## THE PROBLEM
Every line below that mentions the word "kettle" should be copied out.

★ ★ ★ ★

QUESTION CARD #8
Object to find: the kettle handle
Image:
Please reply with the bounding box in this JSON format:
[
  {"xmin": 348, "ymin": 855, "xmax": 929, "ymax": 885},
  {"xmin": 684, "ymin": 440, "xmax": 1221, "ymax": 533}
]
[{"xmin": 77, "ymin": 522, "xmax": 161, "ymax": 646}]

★ ★ ★ ★

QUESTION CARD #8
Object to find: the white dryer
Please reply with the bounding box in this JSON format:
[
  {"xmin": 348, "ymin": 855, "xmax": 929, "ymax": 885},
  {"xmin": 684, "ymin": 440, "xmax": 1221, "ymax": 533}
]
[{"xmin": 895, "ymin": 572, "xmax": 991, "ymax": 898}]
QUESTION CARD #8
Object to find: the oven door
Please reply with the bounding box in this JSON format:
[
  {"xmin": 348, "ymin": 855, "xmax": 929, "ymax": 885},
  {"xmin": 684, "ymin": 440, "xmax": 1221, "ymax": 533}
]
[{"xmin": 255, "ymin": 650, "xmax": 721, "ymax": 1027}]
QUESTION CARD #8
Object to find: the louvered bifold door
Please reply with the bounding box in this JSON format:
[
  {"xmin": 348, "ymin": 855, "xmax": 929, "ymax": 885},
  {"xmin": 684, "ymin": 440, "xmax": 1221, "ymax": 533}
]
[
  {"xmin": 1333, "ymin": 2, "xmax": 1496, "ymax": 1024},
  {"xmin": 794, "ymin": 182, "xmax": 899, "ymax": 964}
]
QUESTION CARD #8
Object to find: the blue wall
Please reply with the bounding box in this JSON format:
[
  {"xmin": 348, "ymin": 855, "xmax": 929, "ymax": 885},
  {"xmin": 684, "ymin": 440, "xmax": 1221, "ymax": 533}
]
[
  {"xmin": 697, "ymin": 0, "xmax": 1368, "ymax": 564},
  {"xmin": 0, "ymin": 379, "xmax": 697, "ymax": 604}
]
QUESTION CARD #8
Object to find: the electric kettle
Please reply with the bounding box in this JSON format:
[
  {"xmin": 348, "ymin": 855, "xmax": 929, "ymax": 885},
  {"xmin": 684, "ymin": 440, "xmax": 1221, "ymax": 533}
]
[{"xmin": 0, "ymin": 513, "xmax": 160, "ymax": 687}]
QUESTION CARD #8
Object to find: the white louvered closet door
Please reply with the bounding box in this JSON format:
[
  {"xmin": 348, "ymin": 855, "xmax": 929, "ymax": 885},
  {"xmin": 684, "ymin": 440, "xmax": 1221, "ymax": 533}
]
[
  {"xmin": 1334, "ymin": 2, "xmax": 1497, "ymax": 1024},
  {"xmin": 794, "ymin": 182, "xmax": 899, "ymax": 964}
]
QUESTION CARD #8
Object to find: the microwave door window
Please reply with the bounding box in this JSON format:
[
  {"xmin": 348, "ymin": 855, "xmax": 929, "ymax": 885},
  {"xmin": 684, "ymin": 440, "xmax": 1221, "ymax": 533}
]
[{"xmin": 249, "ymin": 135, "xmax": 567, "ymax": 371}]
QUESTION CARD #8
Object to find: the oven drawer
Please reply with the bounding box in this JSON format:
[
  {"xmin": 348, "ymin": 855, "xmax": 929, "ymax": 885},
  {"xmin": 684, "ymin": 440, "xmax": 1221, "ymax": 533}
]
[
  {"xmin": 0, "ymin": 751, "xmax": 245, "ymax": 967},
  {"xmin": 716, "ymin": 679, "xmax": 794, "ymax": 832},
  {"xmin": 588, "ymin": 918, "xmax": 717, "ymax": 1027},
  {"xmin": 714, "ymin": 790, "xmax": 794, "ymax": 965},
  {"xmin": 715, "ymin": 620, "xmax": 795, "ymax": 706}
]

★ ★ ★ ★

## RESPONSE
Object to find: the kettle handle
Object to find: the electric kettle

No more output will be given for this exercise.